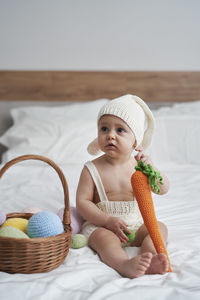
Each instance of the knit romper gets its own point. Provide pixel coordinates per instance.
(128, 211)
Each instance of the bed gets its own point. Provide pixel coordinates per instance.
(41, 113)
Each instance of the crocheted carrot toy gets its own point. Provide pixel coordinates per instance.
(142, 181)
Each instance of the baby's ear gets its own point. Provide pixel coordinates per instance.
(93, 148)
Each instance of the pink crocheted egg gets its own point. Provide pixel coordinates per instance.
(76, 219)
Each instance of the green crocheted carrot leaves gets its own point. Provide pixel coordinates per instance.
(153, 175)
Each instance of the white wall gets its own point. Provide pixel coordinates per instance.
(100, 34)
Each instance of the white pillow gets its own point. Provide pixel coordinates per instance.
(176, 138)
(63, 133)
(60, 133)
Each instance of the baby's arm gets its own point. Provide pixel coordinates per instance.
(147, 160)
(90, 212)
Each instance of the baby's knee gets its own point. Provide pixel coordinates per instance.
(100, 233)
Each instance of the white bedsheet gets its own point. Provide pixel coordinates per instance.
(83, 275)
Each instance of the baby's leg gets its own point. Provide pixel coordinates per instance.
(109, 248)
(159, 263)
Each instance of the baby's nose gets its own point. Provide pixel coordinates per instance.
(111, 134)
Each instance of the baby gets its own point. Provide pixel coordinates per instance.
(104, 196)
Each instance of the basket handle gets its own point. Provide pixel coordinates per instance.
(66, 215)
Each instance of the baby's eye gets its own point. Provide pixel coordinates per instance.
(120, 129)
(104, 128)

◆ ◆ ◆ ◆ ◆ ◆ ◆

Render every line of the records above as a JSON list of strings, one string per line, with blank lines and the pictures left out.

[
  "Each instance of the knit romper gets its own point. Provide pixel coordinates per instance.",
  "(128, 211)",
  "Each instance of the bed gets its own point. Provide pixel coordinates per instance.",
  "(41, 113)",
  "Each instance of the crocheted carrot toy gets its own point. Provide pixel coordinates per instance.",
  "(142, 181)",
  "Each instance of the baby's ear gets its own point. Provide pixel coordinates per instance.",
  "(93, 148)",
  "Each instance of the pink crocheted egg gets its own point. Provide pixel coordinates per instance.",
  "(76, 219)",
  "Each instance of the green crocheted carrot leaves gets its own point. Provide pixel coordinates per instance.",
  "(153, 175)",
  "Each instance of the white wall gets its own point. Provide pixel coordinates per instance.",
  "(100, 34)",
  "Each instance of the white pillow gets its own point. Provide pixel coordinates per instance.",
  "(176, 138)",
  "(63, 133)",
  "(60, 133)",
  "Each instance of the baby's arm gets its own point. Provide pixel coordinates per instance.",
  "(147, 160)",
  "(90, 212)",
  "Each instance of the baby's knee gets its own point. Provide pixel coordinates per instance.",
  "(100, 233)",
  "Each instance of the white bedsheet gets its own point. Provide pixel coordinates per instance.",
  "(83, 275)",
  "Each instance of the baby's leg gets its own point. Provide pixel coordinates per instance.",
  "(109, 248)",
  "(159, 263)",
  "Each instance of the baby's nose gets its own point. Provide pixel coordinates per instance.",
  "(111, 134)",
  "Each instance of the baby gets its own point. Provide pixel coordinates per instance.",
  "(104, 196)",
  "Each instance of the basket handle gets its own point. Provide pixel coordinates per instance.",
  "(66, 215)",
  "Each instance of the baby's eye gets its own point. Provide pixel coordinates per instance.",
  "(120, 129)",
  "(104, 128)"
]